Copy out, word for word, the whole passage about a Cincinnati man who quit several social media platforms.
Given passage section start
While experts try to understand social media’s mental health impact, some users are running their own experiments.
Apr 11, 2023, The Washington Post
By the time Jesse Waits noticed his relationship with social media had grown into something he didn’t like, he already had the vocabulary to say so.
His experience recovering from a marijuana addiction had taught him to take stock of his behaviors and get rid of ones that weren’t serving him, said the 39-year-old, who works at a tech repair counter in Cincinnati.
Waits has a house, friends and a partner. But his online connections are sparse after permanently logging off Facebook, Snapchat and Twitter last year during a digital detox. (He uses Instagram on his desktop to promote his side business, he said.) He says he feels happier and more present. But not everybody around him gets it. Some people rib him with a ‘Wow, good for you’ or emotion-dump about their own social media hang-ups.
“Addiction is the most interesting of diseases because it’s a disease that convinces you that you don’t have a disease, right?” he said.
Given passage section end
Data records section start
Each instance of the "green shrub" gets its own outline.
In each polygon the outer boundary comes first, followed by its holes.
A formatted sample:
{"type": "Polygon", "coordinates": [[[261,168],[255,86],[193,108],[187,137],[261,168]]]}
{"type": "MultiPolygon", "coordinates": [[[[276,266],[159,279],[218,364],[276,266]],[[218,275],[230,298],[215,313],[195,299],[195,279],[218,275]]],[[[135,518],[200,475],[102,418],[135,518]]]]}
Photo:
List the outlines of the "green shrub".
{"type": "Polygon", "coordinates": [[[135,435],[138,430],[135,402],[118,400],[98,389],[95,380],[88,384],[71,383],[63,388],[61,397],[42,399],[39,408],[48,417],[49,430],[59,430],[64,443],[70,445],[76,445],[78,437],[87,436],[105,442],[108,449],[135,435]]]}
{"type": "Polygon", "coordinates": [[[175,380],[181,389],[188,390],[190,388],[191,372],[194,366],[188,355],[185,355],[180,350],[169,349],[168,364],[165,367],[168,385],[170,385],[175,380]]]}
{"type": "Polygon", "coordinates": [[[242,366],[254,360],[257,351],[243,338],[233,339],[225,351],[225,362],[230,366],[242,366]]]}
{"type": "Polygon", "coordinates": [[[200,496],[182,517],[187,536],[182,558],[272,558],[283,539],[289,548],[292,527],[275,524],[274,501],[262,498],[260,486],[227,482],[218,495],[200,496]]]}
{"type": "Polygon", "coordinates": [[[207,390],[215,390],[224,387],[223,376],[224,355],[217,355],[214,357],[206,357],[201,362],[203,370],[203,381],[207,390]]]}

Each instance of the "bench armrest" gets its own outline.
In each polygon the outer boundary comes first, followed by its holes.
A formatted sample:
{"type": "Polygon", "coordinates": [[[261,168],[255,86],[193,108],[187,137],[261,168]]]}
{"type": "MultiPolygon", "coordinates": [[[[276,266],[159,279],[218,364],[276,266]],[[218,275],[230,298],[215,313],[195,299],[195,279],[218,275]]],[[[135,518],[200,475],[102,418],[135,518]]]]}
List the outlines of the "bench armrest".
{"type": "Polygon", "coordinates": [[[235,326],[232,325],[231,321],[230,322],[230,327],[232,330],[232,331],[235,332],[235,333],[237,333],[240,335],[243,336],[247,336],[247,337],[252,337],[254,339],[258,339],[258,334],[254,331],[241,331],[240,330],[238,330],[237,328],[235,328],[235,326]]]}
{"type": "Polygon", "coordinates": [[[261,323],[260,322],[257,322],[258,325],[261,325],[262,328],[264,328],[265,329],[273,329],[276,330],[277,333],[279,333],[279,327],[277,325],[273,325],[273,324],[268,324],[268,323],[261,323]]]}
Data records section end
| Exercise response |
While experts try to understand social media’s mental health impact, some users are running their own experiments.
Apr 11, 2023, The Washington Post
By the time Jesse Waits noticed his relationship with social media had grown into something he didn’t like, he already had the vocabulary to say so.
His experience recovering from a marijuana addiction had taught him to take stock of his behaviors and get rid of ones that weren’t serving him, said the 39-year-old, who works at a tech repair counter in Cincinnati.
Waits has a house, friends and a partner. But his online connections are sparse after permanently logging off Facebook, Snapchat and Twitter last year during a digital detox. (He uses Instagram on his desktop to promote his side business, he said.) He says he feels happier and more present. But not everybody around him gets it. Some people rib him with a ‘Wow, good for you’ or emotion-dump about their own social media hang-ups.
“Addiction is the most interesting of diseases because it’s a disease that convinces you that you don’t have a disease, right?” he said.